:: Page extract ::

UCF COM Burnett School Researchers Present Scientific Posters
In a celebration that welcomed 36 new Ph.D. and master’s degree students, the College of Medicine’s Burnett School of Biomedical Sciences held a Research Colloquium Thursday, including poster presentations of student research projects aimed at finding treatments for major diseases.
The afternoon-long event also featured a presentation on cell division by Dr. Yixian Zheng, from the Carnegie Institute for Science at the Howard Hughes Medical Institute in Baltimore.
With the new enrollment, the Burnett school now has 119 students in its graduate program.
“It was so exciting to see the medical school auditorium filled today with graduate students and faculty,” said Dr. Roseann White, associate director of the Burnett school, said as she mingled through the research posters and talked to the students.
Ph.D. student Rebecca Boohaker presented a poster on a “death protein” which she said has the vital “day job” of maintaining energy levels in cells. But at some point, the cell creates a “death signal” that causes cells to perish. Rebecca’s research is aimed at using that “death signal” to wipe out cancer cells. Such targeting would allow doctors to kill cancer cells without harming healthy cells that are often destroyed during chemotherapy treatments. Rebecca started working in a research labs when she as 16 and said, “I never looked back. I love solving puzzles.”
Alex Fagenson is getting the opportunity to conduct scientific research as an underclassman in the Burnett school and said he hopes to use his experience as a transplant surgeon. “I want to be the kind of doctor who knows this stuff because he’s been in a lab, rather than just memorizing it out of a book,” he said. Alex’s research focuses on the “Topo 11” enzyme in DNA that allows cells and their chromosomes to divide and multiply. The enzyme is more active in cancer cells and by de-activating it, scientists may find a way to keep cancer cells from multiplying.
Ph.D. student David Paladino is looking at ways to treat pancreatic cancer, one of the most lethal forms of cancer with a five-year mortality rate of 95 percent. David’s research is looking at how cancer cells do not seem affected by the normal checks and balances that control other cells in the body. Cancer cells, he said, “hijack” pathways in the body that allow them to grow and spread. The goal of his research is to try to block those pathways. David says he loves scientific research because it allows him to explore new areas and approaches and to create his own knowledge. “Yeah, I guess you could say I’m a laboratory adventurer,” he said.

:::
:: Extracted material ::

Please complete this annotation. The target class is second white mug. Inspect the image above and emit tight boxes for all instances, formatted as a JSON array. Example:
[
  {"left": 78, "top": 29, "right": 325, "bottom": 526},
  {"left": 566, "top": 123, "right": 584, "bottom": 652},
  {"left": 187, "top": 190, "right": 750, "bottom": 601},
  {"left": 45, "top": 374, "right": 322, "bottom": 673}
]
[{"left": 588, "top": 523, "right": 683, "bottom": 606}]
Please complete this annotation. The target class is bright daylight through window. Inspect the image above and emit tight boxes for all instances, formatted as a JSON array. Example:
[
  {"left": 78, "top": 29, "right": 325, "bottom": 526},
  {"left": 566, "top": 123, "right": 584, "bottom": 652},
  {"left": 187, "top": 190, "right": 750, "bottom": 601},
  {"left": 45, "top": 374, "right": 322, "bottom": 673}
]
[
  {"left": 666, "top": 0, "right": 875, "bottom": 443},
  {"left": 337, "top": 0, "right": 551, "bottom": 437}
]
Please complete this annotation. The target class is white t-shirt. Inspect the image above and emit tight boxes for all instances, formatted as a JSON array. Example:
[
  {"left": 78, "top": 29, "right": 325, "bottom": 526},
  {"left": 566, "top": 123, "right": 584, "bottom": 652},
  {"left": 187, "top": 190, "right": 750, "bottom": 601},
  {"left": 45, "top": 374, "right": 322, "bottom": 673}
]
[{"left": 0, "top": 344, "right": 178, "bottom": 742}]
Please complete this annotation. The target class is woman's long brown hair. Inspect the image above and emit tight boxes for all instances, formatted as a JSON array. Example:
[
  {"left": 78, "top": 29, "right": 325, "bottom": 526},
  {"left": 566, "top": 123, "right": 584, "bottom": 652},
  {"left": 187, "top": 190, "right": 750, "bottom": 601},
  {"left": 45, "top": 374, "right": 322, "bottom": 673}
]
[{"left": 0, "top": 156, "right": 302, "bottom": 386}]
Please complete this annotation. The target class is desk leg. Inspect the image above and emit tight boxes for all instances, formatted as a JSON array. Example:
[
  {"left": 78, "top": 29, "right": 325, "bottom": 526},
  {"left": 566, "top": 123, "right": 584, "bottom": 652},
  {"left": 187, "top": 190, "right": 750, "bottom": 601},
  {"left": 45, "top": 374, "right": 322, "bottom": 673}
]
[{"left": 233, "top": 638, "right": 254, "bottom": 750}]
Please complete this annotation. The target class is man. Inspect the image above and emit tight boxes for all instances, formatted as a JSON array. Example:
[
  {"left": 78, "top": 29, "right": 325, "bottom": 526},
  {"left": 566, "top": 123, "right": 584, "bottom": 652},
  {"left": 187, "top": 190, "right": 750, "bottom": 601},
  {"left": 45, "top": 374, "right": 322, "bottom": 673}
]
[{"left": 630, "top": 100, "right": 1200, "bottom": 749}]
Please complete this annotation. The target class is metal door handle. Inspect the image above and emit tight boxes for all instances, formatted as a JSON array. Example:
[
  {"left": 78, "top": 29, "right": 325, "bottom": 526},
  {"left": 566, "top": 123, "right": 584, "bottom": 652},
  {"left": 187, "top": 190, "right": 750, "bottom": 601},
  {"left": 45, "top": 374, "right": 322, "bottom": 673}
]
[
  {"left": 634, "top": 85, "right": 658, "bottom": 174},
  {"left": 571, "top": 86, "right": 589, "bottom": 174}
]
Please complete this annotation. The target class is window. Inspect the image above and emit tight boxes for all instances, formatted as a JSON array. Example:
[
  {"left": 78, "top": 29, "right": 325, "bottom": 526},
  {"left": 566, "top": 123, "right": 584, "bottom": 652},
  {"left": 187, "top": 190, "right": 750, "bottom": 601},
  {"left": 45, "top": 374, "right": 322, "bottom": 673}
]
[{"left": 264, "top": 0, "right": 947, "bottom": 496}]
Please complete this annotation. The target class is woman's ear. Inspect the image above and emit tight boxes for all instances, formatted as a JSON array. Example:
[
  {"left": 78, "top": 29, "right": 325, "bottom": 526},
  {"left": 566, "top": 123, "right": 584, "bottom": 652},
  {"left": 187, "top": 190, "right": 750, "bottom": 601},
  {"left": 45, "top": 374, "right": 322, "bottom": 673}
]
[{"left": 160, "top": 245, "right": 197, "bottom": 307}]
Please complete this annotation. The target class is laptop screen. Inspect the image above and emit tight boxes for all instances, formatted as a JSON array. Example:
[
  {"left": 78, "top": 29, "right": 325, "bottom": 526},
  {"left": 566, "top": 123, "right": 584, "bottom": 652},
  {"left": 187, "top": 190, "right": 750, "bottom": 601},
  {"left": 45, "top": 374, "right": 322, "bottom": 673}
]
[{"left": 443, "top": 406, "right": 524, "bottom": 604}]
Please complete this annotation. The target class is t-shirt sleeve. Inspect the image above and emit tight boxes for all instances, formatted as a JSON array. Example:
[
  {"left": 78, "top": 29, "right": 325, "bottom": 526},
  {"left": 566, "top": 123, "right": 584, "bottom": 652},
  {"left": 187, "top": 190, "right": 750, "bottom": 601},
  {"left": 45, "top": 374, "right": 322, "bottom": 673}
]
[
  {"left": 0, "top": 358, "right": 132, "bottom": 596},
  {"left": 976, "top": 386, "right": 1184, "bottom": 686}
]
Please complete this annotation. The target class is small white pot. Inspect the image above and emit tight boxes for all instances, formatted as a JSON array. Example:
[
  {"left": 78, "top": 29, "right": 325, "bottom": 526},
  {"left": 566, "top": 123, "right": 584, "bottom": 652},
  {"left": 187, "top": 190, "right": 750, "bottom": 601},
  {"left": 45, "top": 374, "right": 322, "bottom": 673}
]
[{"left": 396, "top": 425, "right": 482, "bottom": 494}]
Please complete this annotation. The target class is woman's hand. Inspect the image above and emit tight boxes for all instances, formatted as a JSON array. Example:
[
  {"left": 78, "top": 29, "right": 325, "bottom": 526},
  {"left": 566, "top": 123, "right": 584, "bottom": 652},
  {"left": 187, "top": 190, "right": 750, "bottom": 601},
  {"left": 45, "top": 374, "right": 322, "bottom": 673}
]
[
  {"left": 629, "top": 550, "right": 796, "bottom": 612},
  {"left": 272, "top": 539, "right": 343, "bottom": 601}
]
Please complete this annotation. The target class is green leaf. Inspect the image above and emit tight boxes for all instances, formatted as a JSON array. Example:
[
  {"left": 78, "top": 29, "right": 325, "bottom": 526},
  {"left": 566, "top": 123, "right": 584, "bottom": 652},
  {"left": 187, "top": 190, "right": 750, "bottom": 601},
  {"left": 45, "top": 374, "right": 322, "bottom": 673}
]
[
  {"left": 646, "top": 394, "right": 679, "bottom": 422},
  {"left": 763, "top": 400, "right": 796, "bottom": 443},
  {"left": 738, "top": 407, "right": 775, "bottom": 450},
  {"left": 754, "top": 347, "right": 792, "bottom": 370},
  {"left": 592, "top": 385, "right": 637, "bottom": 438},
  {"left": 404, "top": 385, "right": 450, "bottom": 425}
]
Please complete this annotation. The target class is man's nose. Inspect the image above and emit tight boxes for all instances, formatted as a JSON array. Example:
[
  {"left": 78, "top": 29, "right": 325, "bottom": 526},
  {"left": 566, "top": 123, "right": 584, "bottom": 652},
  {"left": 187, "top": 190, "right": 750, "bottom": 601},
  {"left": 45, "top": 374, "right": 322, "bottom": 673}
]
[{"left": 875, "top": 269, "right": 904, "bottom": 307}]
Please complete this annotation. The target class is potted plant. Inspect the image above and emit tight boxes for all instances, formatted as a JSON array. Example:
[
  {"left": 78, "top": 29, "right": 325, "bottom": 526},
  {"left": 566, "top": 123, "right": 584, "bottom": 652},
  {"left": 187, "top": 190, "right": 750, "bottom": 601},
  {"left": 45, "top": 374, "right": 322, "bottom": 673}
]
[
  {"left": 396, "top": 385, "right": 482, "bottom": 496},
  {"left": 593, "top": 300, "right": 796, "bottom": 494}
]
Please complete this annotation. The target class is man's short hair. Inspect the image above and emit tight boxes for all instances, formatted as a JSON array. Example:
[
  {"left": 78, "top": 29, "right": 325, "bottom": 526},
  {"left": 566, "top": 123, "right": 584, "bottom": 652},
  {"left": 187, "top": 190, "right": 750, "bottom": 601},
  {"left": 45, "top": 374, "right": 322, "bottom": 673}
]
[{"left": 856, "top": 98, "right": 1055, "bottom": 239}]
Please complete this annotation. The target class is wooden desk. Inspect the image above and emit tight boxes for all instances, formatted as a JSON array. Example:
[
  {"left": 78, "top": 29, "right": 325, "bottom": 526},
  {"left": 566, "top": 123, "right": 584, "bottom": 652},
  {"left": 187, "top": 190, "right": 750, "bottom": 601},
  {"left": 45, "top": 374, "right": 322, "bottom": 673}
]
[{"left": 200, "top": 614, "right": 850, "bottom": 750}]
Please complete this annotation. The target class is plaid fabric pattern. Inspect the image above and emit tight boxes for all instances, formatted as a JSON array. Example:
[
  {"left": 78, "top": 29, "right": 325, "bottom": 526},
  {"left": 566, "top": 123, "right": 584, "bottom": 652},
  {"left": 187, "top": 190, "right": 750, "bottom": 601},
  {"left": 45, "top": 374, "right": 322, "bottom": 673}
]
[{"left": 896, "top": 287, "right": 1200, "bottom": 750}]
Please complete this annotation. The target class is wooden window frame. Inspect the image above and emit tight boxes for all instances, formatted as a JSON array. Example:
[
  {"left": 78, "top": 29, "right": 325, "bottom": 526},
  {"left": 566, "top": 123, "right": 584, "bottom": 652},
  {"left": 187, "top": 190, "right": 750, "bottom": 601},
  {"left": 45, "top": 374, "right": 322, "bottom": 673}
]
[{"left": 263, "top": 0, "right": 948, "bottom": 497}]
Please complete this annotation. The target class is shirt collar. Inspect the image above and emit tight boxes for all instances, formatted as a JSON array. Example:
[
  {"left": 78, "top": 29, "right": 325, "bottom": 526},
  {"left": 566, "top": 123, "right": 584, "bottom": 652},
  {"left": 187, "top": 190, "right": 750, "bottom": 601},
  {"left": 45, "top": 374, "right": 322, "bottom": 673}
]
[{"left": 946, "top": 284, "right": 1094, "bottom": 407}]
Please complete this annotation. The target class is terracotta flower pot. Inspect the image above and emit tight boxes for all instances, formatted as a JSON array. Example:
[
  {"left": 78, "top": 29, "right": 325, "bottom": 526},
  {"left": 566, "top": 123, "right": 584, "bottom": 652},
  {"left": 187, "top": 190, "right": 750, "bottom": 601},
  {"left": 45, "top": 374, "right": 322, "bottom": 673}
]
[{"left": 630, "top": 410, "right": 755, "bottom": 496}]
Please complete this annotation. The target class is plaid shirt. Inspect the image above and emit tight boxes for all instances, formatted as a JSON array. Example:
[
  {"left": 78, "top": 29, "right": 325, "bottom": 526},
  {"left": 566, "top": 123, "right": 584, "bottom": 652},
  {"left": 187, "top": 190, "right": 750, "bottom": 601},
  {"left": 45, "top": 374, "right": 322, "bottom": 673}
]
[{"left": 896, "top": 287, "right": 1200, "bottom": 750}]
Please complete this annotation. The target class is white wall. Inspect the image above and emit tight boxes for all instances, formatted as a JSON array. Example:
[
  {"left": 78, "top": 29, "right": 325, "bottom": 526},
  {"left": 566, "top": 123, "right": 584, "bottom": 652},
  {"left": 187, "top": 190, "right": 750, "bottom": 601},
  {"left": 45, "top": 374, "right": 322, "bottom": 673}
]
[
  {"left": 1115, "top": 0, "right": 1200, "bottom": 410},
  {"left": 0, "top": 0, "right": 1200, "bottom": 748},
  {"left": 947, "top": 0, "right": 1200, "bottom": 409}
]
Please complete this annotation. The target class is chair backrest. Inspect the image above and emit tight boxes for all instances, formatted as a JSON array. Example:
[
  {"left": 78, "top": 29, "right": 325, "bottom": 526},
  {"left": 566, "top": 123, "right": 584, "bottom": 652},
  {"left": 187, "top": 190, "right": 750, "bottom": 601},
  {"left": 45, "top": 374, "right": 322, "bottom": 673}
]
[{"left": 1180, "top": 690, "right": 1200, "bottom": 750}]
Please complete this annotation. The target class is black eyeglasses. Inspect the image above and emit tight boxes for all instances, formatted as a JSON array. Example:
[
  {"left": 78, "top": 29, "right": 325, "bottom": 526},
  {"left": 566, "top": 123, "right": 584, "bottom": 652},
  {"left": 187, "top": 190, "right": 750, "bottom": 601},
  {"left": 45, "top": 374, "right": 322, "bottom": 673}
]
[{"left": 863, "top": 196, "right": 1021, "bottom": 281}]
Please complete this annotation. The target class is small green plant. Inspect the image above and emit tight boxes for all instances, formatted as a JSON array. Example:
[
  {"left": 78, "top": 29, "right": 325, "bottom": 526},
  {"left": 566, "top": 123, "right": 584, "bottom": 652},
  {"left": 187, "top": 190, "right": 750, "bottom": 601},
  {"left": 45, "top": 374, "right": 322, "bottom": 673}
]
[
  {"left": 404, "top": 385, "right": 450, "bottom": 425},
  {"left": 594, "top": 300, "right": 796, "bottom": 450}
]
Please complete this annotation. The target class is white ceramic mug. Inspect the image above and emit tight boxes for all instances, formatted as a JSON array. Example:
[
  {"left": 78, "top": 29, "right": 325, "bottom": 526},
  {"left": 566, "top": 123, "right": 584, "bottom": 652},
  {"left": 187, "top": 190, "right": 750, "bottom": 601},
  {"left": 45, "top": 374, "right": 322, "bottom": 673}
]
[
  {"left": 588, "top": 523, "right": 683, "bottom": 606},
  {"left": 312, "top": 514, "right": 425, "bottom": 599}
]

:::

Task requirements
Rewrite the part of the Burnett School colloquium article starting at "The afternoon-long event" and ending at "its graduate program.", substituting "Maryland" for "Baltimore".

Expected output
The afternoon-long event also featured a presentation on cell division by Dr. Yixian Zheng, from the Carnegie Institute for Science at the Howard Hughes Medical Institute in Maryland.
With the new enrollment, the Burnett school now has 119 students in its graduate program.